Write out, word for word, the passage of the report on the 1992 embassy bombing that begins with the words "Sources from the" and ends with "the Herald yesterday.".

━━━ Document text ━━━

Argentine court seeks arrest of Hezbollah terrorist for ’92 bombing
The Supreme Court yesterday requested that Interpol arrest alleged Hezbollah member Hussein Mohamad Ibrahim Suleiman, one of the suspects in the attack on the Israeli Embassy in Buenos Aires that killed 22 in 1992.
The move came after the Israeli Embassy submitted information to the country’s highest tribunal. Court sources confirmed to the Herald that the Israeli Embassy confirmed the identity of Suleiman but did not send any new detail about El Reda.
Sources from the Israeli Embassy praised the decision by the Lorenzetti-led tribunal.
“We celebrate the permanent cooperation that has existed between Israel and Argentina,” diplomatic sources told the Herald yesterday.
According to the Centre for Judicial Information (CIJ), the Israeli Embassy confirmed the information the Court had about Suleiman, who has been in the judicial spotlight since 2005.
The Supreme Court has jurisdiction to investigate the attack on the Israeli Embassy because it is considered to be an attack perpetrated against a foreign country.
According to a report issued by Court Secretary Esteban Canevari in March, the former State Intelligence Secretariat (SIDE, now AFI) informed the Court that Suleiman had been arrested in June 2001 in Jordan.
Suleiman was identified as an agent of the Hezbollah, the Islamist movement that — according to the country’s highest tribunal — was responsible for the deadly attack.

━━━ Records supplied ━━━

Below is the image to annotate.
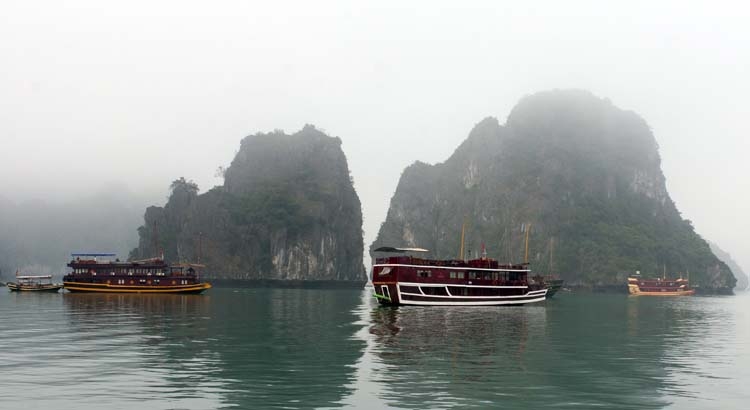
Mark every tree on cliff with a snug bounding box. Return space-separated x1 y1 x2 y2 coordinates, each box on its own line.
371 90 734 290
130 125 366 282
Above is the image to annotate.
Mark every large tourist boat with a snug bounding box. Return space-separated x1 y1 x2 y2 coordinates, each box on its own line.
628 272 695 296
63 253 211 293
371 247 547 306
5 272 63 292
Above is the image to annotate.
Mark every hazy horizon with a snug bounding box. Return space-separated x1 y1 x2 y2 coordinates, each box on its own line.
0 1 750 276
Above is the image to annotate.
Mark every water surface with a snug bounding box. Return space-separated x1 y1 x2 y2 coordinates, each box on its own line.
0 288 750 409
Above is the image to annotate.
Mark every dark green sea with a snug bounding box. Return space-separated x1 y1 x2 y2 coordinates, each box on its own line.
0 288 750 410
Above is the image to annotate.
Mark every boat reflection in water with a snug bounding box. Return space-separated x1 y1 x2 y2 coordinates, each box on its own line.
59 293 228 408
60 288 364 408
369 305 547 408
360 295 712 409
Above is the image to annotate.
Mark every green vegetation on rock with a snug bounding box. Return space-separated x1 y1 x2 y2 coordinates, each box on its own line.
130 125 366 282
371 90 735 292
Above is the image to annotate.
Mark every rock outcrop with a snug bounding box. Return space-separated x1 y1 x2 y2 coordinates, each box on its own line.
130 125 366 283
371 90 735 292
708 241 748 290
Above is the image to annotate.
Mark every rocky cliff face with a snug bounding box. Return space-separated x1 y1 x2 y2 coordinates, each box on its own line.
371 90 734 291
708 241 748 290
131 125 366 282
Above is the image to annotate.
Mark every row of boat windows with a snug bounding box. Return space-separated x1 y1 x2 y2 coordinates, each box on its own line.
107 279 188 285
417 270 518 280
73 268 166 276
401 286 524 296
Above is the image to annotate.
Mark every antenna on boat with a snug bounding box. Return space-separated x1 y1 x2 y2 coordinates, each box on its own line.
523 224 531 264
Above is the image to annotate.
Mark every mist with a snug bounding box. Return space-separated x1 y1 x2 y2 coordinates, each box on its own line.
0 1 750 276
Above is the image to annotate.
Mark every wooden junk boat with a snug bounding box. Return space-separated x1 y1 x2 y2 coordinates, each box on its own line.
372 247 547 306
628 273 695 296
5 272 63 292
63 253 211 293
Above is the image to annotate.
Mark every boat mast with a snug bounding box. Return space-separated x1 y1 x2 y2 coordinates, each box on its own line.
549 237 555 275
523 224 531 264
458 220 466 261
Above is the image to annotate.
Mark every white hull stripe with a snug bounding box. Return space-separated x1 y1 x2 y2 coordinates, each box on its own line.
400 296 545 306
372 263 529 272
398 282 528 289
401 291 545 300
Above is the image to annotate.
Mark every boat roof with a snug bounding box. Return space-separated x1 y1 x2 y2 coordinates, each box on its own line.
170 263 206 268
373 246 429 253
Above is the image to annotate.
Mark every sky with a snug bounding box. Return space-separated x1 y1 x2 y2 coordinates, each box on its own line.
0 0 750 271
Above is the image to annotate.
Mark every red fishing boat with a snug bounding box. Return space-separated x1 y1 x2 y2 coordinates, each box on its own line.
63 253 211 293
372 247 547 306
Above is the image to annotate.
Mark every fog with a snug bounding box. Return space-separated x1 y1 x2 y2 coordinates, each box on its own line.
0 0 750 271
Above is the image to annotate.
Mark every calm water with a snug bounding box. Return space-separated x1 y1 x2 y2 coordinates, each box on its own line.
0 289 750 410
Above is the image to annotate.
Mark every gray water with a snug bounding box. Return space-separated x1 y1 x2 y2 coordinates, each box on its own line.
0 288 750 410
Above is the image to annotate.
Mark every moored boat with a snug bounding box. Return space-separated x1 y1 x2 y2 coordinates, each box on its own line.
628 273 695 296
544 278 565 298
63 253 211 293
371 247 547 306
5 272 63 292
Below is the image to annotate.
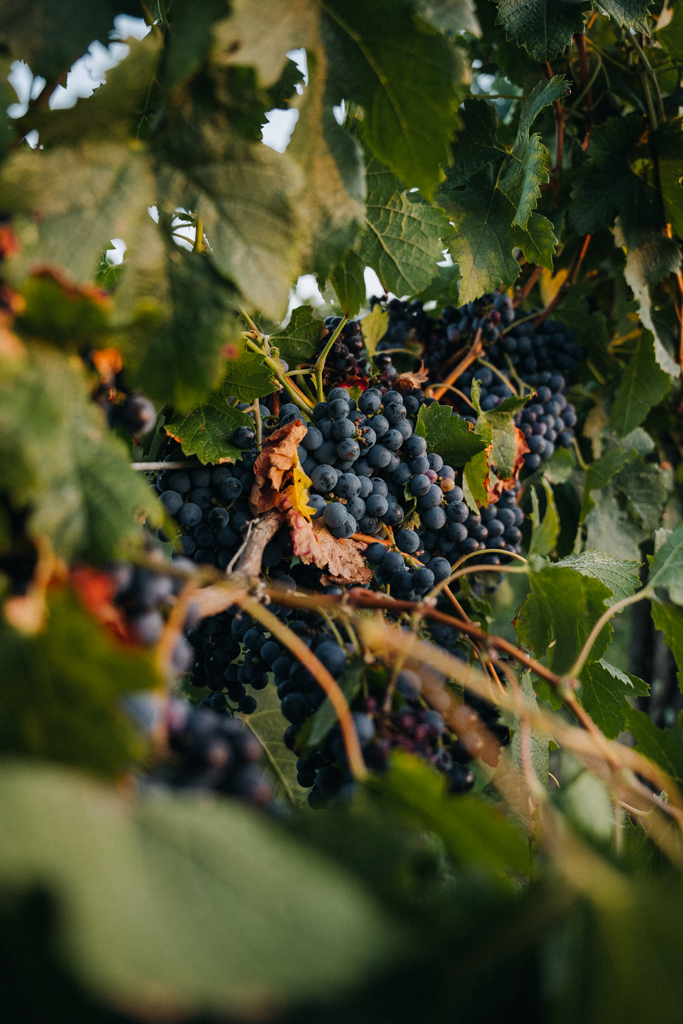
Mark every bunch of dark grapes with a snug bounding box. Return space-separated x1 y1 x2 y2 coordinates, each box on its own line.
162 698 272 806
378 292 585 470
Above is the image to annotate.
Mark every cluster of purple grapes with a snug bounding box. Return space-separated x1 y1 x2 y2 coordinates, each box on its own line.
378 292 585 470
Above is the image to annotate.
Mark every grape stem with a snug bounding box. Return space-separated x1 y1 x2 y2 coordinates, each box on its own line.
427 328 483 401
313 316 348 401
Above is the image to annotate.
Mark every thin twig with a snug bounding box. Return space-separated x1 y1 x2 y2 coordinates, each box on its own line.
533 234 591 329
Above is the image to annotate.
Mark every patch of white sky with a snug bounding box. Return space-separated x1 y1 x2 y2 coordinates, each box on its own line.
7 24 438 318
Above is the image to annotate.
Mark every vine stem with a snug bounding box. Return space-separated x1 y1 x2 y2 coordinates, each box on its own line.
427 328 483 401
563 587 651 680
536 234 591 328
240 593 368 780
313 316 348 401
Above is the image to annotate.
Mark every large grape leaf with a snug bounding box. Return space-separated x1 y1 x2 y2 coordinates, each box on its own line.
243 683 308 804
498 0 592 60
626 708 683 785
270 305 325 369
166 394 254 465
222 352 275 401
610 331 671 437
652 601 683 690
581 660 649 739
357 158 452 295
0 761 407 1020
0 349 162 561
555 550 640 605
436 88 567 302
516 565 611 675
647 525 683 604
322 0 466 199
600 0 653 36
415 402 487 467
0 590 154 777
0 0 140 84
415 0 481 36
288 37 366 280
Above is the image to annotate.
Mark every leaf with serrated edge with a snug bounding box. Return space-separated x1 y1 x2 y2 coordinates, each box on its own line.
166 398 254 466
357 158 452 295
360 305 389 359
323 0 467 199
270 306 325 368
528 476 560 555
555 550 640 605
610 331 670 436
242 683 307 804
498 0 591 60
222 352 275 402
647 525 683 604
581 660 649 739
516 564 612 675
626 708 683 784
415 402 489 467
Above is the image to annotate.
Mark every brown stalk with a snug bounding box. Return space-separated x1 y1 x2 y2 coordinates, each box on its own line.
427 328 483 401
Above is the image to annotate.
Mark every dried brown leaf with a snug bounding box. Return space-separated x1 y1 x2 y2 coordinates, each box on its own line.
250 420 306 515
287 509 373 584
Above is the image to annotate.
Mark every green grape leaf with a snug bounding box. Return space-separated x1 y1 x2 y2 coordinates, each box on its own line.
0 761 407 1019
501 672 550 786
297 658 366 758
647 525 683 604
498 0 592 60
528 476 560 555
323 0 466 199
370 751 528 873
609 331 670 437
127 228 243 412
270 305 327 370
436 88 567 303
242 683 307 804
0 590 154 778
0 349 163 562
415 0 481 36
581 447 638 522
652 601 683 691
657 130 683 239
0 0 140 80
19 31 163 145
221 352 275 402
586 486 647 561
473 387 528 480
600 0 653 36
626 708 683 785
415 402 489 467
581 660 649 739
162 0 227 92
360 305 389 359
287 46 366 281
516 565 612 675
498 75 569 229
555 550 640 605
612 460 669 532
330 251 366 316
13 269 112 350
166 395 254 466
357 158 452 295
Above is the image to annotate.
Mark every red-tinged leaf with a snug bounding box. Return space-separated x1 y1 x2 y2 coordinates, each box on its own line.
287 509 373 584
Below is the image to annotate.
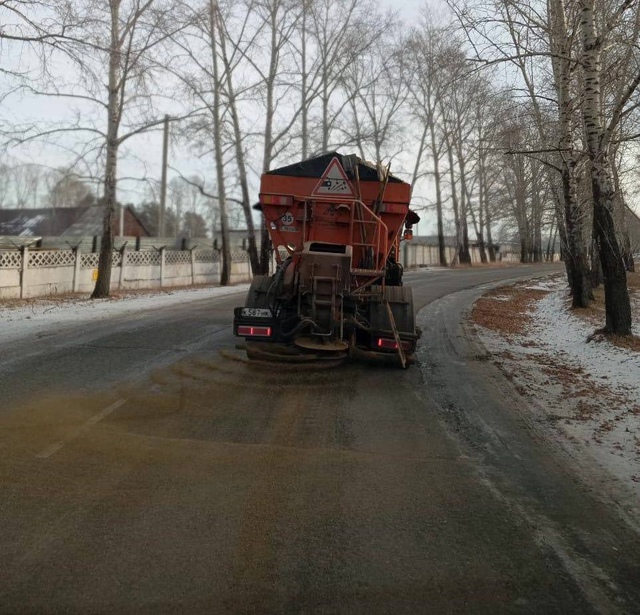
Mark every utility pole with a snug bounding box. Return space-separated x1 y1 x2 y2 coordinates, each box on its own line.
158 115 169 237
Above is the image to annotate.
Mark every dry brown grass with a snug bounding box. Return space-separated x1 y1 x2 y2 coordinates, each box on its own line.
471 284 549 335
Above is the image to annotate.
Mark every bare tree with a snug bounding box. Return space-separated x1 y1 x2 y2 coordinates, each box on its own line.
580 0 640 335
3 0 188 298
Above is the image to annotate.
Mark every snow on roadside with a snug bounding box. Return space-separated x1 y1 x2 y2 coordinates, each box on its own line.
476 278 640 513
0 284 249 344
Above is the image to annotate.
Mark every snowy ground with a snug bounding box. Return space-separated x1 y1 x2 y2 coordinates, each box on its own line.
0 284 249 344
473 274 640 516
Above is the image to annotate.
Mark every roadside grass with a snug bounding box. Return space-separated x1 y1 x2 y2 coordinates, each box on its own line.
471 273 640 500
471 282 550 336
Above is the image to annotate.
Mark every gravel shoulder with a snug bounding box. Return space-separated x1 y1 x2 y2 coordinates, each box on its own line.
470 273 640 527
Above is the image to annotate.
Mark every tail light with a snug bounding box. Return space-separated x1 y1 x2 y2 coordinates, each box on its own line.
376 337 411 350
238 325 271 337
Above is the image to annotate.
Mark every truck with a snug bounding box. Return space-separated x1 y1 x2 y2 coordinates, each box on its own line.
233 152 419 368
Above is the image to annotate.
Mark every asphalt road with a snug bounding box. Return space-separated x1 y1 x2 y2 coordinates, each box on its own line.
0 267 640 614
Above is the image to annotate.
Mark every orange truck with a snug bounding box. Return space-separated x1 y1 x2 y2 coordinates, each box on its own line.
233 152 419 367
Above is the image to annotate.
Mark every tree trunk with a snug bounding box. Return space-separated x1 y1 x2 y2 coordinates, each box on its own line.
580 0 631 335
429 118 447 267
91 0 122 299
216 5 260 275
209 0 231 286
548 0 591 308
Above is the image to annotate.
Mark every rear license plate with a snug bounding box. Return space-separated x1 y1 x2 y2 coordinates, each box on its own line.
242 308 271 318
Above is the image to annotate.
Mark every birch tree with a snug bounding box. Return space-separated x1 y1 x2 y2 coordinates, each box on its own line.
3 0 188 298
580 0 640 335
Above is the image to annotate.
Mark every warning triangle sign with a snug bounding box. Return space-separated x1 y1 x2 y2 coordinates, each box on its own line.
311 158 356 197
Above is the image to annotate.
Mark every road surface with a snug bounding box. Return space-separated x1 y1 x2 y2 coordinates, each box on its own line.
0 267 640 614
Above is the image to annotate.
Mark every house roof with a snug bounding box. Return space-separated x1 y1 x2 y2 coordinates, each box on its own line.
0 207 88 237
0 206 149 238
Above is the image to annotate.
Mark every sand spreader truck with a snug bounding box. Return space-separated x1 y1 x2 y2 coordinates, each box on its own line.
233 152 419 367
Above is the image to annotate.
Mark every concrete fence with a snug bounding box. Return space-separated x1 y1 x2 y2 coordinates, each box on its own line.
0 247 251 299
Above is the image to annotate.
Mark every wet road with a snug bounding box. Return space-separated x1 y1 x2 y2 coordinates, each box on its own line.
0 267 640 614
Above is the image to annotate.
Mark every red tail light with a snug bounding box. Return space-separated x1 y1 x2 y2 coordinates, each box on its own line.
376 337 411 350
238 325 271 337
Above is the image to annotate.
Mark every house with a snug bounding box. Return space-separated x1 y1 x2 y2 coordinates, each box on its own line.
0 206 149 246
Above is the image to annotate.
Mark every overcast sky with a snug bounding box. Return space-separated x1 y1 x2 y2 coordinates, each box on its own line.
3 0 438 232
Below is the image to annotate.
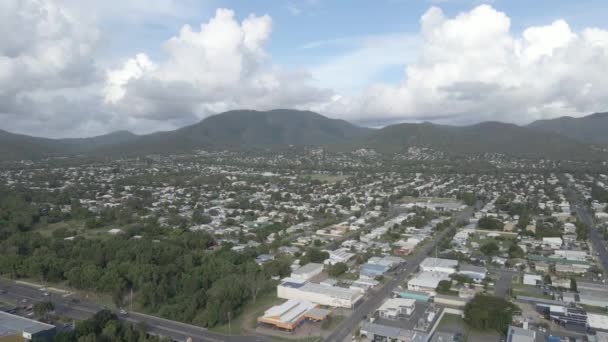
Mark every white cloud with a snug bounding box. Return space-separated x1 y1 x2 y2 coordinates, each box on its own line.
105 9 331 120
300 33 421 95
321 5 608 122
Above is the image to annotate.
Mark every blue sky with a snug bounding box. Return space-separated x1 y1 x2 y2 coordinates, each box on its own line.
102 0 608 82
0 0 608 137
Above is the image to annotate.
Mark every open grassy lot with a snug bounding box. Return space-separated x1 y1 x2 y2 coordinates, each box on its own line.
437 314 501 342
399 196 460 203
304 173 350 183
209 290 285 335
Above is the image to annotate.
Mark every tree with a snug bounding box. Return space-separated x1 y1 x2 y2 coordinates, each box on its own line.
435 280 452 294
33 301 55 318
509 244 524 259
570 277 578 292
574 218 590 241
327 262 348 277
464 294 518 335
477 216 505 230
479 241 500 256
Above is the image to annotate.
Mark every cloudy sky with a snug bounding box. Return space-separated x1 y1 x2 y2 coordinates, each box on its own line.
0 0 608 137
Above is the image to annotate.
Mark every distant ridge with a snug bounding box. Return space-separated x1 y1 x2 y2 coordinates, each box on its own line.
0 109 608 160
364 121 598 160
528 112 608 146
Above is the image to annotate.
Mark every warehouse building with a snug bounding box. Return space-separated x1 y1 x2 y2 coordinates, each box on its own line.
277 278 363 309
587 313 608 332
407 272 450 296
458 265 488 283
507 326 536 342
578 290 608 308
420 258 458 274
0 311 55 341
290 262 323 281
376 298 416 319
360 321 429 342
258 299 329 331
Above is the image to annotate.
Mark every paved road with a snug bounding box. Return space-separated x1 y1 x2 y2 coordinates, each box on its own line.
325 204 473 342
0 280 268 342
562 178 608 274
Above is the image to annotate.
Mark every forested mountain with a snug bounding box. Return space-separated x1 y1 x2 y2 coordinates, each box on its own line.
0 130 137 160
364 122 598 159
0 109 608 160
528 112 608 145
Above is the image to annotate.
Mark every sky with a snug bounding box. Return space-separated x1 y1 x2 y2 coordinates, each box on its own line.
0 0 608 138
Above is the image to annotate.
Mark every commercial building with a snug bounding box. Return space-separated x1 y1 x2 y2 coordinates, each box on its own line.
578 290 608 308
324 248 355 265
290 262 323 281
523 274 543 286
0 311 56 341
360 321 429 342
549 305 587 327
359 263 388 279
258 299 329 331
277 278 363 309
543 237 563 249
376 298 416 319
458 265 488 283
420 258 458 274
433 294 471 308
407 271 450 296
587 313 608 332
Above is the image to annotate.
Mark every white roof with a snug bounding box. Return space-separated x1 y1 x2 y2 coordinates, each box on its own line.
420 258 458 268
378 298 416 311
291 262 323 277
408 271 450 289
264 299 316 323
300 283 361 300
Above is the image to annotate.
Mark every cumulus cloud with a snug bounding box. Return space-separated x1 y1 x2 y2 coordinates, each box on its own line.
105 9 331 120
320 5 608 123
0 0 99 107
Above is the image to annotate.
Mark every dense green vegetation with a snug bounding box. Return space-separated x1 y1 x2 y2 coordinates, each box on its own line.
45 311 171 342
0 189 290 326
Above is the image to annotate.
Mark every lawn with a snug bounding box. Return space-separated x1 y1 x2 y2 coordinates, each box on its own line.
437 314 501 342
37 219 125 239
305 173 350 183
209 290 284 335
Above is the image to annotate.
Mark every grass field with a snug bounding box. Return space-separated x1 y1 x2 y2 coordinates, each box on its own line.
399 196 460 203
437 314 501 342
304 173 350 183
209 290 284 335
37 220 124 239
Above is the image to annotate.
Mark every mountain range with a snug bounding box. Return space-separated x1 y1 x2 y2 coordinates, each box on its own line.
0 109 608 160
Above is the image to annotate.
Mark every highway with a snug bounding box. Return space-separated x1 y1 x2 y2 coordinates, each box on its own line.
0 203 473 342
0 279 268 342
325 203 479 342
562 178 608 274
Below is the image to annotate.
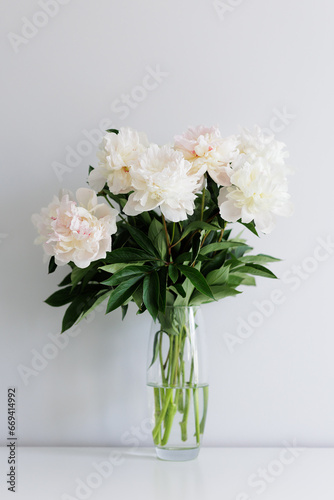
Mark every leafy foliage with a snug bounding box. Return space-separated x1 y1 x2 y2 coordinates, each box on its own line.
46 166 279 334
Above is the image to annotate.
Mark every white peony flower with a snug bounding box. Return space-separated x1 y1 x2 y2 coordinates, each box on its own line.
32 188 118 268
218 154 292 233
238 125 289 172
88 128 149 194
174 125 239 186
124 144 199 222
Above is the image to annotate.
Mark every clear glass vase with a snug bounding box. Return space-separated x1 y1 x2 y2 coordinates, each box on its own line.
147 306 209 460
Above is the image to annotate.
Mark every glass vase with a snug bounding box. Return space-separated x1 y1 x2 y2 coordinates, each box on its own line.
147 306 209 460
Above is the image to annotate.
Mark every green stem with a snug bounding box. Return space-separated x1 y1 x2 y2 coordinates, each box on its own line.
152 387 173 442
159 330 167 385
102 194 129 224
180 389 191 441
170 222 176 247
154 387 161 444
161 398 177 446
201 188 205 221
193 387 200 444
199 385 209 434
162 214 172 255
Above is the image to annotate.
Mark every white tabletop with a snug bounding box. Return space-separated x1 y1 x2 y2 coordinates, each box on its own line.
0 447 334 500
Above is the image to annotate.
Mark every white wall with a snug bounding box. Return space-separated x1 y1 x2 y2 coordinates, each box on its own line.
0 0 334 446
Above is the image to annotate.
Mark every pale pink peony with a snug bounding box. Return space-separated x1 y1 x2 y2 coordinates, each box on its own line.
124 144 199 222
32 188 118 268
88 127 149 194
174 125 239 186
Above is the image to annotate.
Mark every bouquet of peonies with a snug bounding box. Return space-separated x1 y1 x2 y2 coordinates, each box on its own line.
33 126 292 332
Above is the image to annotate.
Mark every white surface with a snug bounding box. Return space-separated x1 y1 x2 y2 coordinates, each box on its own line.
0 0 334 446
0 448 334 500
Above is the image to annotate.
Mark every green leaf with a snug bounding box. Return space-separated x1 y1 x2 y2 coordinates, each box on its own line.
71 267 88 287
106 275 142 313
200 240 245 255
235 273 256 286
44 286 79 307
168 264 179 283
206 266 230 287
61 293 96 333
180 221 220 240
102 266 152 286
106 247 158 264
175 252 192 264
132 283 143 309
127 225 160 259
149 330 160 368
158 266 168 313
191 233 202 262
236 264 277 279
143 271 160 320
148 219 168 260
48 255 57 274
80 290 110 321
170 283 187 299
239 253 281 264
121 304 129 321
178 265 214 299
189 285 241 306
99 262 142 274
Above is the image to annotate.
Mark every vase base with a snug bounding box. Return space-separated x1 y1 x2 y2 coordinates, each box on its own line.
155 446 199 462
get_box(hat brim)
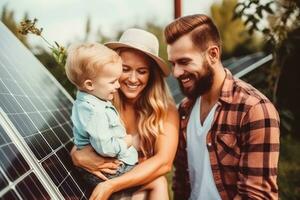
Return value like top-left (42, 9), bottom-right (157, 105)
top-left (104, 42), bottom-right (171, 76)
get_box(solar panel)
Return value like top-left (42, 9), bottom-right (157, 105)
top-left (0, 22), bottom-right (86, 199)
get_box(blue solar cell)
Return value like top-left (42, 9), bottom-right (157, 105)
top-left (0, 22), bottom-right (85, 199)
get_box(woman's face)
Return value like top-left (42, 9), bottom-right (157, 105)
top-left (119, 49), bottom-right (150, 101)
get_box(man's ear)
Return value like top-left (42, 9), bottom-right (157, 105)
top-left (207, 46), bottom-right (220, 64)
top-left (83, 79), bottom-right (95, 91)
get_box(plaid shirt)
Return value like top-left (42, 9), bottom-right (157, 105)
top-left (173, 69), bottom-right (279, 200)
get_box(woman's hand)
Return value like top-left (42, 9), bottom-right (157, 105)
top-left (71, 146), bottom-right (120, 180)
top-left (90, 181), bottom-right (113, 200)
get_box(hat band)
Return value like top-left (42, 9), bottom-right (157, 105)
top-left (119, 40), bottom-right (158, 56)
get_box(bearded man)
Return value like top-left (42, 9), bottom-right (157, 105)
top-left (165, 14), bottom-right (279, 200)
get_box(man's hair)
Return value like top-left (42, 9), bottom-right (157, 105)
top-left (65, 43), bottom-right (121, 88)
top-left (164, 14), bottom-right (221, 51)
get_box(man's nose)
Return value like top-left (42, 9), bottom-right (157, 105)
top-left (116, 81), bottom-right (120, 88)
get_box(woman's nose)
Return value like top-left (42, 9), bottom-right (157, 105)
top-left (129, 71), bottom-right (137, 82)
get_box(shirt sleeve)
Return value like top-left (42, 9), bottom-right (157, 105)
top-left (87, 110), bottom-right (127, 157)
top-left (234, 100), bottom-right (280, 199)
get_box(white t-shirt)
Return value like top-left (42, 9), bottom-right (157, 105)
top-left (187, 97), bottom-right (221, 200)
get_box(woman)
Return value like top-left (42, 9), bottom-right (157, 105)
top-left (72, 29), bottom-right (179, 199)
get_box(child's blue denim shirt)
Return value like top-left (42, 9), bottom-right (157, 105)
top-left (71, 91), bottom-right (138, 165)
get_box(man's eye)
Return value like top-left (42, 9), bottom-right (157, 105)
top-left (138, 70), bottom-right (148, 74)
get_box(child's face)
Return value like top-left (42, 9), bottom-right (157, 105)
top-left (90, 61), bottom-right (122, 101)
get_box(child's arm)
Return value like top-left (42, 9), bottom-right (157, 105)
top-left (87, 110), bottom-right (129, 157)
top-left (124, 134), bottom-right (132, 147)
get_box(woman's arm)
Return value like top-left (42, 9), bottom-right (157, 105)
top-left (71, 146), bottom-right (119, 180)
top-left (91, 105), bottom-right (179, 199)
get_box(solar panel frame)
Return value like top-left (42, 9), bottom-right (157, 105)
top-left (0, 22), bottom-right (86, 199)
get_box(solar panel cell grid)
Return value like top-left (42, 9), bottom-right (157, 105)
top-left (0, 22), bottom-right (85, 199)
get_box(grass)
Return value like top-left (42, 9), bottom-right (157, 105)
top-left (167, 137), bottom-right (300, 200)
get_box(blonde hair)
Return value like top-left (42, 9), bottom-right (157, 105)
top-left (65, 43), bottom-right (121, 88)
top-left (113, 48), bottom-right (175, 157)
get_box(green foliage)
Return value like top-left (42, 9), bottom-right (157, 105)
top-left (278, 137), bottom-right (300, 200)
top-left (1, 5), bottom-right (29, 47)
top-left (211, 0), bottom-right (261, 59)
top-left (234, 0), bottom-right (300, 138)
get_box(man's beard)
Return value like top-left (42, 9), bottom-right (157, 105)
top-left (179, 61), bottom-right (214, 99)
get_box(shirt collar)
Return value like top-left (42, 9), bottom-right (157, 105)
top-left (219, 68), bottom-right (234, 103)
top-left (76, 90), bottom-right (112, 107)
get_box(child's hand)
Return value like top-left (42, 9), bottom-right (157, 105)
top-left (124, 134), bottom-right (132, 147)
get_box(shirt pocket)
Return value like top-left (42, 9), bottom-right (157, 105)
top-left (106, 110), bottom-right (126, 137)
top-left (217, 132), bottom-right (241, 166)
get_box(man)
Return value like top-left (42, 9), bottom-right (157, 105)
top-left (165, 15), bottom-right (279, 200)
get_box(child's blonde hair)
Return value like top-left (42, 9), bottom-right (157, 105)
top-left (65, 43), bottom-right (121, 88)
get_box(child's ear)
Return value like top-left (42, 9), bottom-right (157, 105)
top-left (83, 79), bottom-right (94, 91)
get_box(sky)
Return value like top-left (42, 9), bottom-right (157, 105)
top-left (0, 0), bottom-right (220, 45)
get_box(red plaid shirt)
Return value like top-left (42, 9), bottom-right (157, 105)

━━━

• **Problem solution**
Sources from the Israeli Embassy praised the decision by the Lorenzetti-led tribunal.
“We celebrate the permanent cooperation that has existed between Israel and Argentina,” diplomatic sources told the Herald yesterday.